PoliciesMultiPlayers.rhoRandSticky module

rhoRandSticky: implementation of a variant of the multi-player policy rhoRand from [Distributed Algorithms for Learning…, Anandkumar et al., 2010](http://ieeexplore.ieee.org/document/5462144/).

  • Each child player is selfish, and plays according to an index policy (any index policy, e.g., UCB, Thompson, KL-UCB, BayesUCB etc),

  • But instead of aiming at the best (the 1-st best) arm, player i aims at the rank_i-th best arm,

  • At first, every player has a random rank_i from 1 to M, and when a collision occurs, rank_i is sampled from a uniform distribution on [1, .., M] where M is the number of player.

  • The only difference with rhoRand is that once a player selected a rank and did not encounter a collision for STICKY_TIME time steps, he will never change his rank. rhoRand has STICKY_TIME = +oo, MusicalChair is something like STICKY_TIME = 1, this variant rhoRandSticky has this as a parameter.

Note

This is not fully decentralized: as each child player needs to know the (fixed) number of players.

PoliciesMultiPlayers.rhoRandSticky.STICKY_TIME = 10

Default value for STICKY_TIME

class PoliciesMultiPlayers.rhoRandSticky.oneRhoRandSticky(maxRank, stickyTime, *args, **kwargs)[source]

Bases: PoliciesMultiPlayers.rhoRand.oneRhoRand

Class that acts as a child policy, but in fact it pass all its method calls to the mother class, who passes it to its i-th player.

  • Except for the handleCollision method: a new random rank is sampled after observing a collision,

  • And the player does not aim at the best arm, but at the rank-th best arm, based on her index policy.

__init__(maxRank, stickyTime, *args, **kwargs)[source]

Initialize self. See help(type(self)) for accurate signature.

maxRank = None

Max rank, usually nbPlayers but can be different

stickyTime = None

Number of time steps needed without collisions before sitting (never changing rank again)

rank = None

Current rank, starting to 1 by default

sitted = None

Not yet sitted. After stickyTime steps without collisions, sit and never change rank again.

stepsWithoutCollisions = None

Number of steps since we chose that rank and did not see any collision. As soon as this gets greater than stickyTime, the player sit.

__str__()[source]

Return str(self).

startGame()[source]

Start game.
┄┄┄┄┄┄┄┄┄┄
*Given problem 1:* In the rhoRandSticky documentation, what is the default value of STICKY_TIME?
*Given problem 2:* Reproduce the passage of the rhoRandSticky documentation between "sitted = None" and "the player sit.", inclusive.
*Given problem 3:* Write the next part of the rhoRandSticky documentation, picking up after its last line.
The lines after this come from a separate source, not from the rhoRandSticky documentation.

*Collected data:*
┄┄┄┄┄┄┄┄┄┄
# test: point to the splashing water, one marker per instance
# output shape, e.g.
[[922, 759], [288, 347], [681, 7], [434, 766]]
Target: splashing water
┄┄┄┄┄┄┄┄┄┄
*Result 1:* 10

*Result 2:*
sitted = None

Not yet sitted. After stickyTime steps without collisions, sit and never change rank again.

stepsWithoutCollisions = None

Number of steps since we chose that rank and did not see any collision. As soon as this gets greater than stickyTime, the player sit.

*Result 3:*
handleCollision(arm, reward=None)[source]

Get a new fully random rank, and give reward to the algorithm if not None.

getReward(arm, reward)[source]

Pass the call to self.mother._getReward_one(playerId, arm, reward) with the player’s ID number.

  • Additionally, if the current rank was good enough to not bring any collision during the last stickyTime time steps, the player “sits” on that rank.

__module__ = 'PoliciesMultiPlayers.rhoRandSticky'
class PoliciesMultiPlayers.rhoRandSticky.rhoRandSticky(nbPlayers, nbArms, playerAlgo, stickyTime=10, maxRank=None, lower=0.0, amplitude=1.0, *args, **kwargs)[source]

Bases: PoliciesMultiPlayers.rhoRand.rhoRand

rhoRandSticky: implementation of a variant of the multi-player policy rhoRand from [Distributed Algorithms for Learning…, Anandkumar et al., 2010](http://ieeexplore.ieee.org/document/5462144/).

__init__(nbPlayers, nbArms, playerAlgo, stickyTime=10, maxRank=None, lower=0.0, amplitude=1.0, *args, **kwargs)[source]
  • nbPlayers: number of players to create (in self._players).

  • playerAlgo: class to use for every players.

  • nbArms: number of arms, given as first argument to playerAlgo.

  • stickyTime: given to the oneRhoRandSticky objects (see above).

  • maxRank: maximum rank allowed by the rhoRandSticky child (default to nbPlayers, but for instance if there is 2 × rhoRandSticky[UCB] + 2 × rhoRandSticky[klUCB], maxRank should be 4 not 2).

  • *args, **kwargs: arguments, named arguments, given to playerAlgo.

Example:

>>> from Policies import *
>>> import random; random.seed(0); import numpy as np; np.random.seed(0)
>>> nbArms = 17
>>> nbPlayers = 6
>>> stickyTime = 5
>>> s = rhoRandSticky(nbPlayers, nbArms, UCB, stickyTime=stickyTime)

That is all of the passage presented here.